[Supplied data — start]

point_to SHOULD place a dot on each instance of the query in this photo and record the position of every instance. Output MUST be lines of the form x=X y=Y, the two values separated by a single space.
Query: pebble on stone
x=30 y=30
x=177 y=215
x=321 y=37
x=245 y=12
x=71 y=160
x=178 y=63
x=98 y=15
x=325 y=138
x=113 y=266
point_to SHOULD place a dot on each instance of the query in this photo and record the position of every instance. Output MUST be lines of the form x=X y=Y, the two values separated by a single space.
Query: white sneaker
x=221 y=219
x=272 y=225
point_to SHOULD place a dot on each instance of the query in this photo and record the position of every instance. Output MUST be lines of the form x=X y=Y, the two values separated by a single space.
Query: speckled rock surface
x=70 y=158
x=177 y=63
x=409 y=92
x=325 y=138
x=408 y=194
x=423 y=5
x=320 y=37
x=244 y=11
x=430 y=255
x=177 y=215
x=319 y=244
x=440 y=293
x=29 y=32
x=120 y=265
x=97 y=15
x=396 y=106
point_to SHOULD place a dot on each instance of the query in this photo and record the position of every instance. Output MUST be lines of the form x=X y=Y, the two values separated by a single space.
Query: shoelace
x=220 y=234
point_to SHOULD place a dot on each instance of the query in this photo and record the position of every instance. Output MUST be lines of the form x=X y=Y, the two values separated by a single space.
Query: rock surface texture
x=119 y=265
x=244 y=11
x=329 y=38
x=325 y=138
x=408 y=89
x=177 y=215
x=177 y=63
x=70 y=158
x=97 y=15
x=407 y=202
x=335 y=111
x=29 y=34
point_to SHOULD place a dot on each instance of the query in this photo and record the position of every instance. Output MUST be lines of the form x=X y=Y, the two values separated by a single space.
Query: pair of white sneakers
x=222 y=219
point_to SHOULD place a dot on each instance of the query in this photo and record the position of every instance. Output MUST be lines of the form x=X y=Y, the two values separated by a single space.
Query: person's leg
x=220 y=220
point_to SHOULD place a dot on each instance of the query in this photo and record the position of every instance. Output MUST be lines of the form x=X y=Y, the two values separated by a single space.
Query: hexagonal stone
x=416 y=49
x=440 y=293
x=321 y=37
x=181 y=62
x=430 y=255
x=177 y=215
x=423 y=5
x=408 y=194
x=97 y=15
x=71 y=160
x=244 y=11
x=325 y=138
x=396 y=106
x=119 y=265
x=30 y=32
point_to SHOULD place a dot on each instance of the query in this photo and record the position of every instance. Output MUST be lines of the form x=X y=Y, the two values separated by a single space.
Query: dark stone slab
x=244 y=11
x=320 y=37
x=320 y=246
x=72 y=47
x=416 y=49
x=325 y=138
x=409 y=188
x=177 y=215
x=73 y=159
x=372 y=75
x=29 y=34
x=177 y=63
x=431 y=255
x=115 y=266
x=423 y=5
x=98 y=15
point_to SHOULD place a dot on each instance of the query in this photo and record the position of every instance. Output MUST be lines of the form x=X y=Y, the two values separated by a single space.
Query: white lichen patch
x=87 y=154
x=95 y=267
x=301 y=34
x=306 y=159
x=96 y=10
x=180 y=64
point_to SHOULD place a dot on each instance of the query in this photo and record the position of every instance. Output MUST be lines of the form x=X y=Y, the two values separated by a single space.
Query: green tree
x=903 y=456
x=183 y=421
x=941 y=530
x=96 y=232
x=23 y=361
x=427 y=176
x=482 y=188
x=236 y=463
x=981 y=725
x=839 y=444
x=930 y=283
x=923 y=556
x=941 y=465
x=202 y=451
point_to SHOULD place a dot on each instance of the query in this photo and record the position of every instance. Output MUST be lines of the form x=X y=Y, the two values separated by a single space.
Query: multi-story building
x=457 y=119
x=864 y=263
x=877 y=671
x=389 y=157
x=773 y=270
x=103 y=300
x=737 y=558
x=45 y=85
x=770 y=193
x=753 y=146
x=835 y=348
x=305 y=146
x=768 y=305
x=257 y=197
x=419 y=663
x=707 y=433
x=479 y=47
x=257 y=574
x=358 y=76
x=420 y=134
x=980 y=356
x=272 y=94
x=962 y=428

[Supplied data — finish]

What needs to be done:
The answer is to be the lines from the one holding "Query: white lichen patch" through the end of the data above, transcribed character for character, both ends included.

Task solution:
Query: white lichen patch
x=87 y=154
x=95 y=267
x=301 y=34
x=306 y=159
x=96 y=10
x=180 y=64
point_to SHOULD place a dot on each instance of the query in this photo and record the position of every instance. Output MUST be lines of the form x=X y=Y, the two values separated by a single space.
Query: green tree
x=903 y=456
x=183 y=421
x=941 y=530
x=96 y=232
x=23 y=361
x=427 y=176
x=482 y=188
x=236 y=463
x=981 y=725
x=839 y=444
x=930 y=283
x=923 y=556
x=941 y=465
x=202 y=451
point_to SHOULD place a dot on each instance of the query in this photo and record the position of every instance. Output MUST be lines of the form x=X y=Y, the two values separated by a single space.
Query: multi-story building
x=457 y=119
x=864 y=263
x=877 y=671
x=389 y=157
x=773 y=270
x=103 y=300
x=737 y=558
x=45 y=85
x=770 y=193
x=753 y=146
x=835 y=348
x=305 y=146
x=768 y=305
x=257 y=197
x=419 y=663
x=707 y=433
x=479 y=47
x=257 y=574
x=358 y=76
x=420 y=134
x=980 y=356
x=272 y=94
x=962 y=428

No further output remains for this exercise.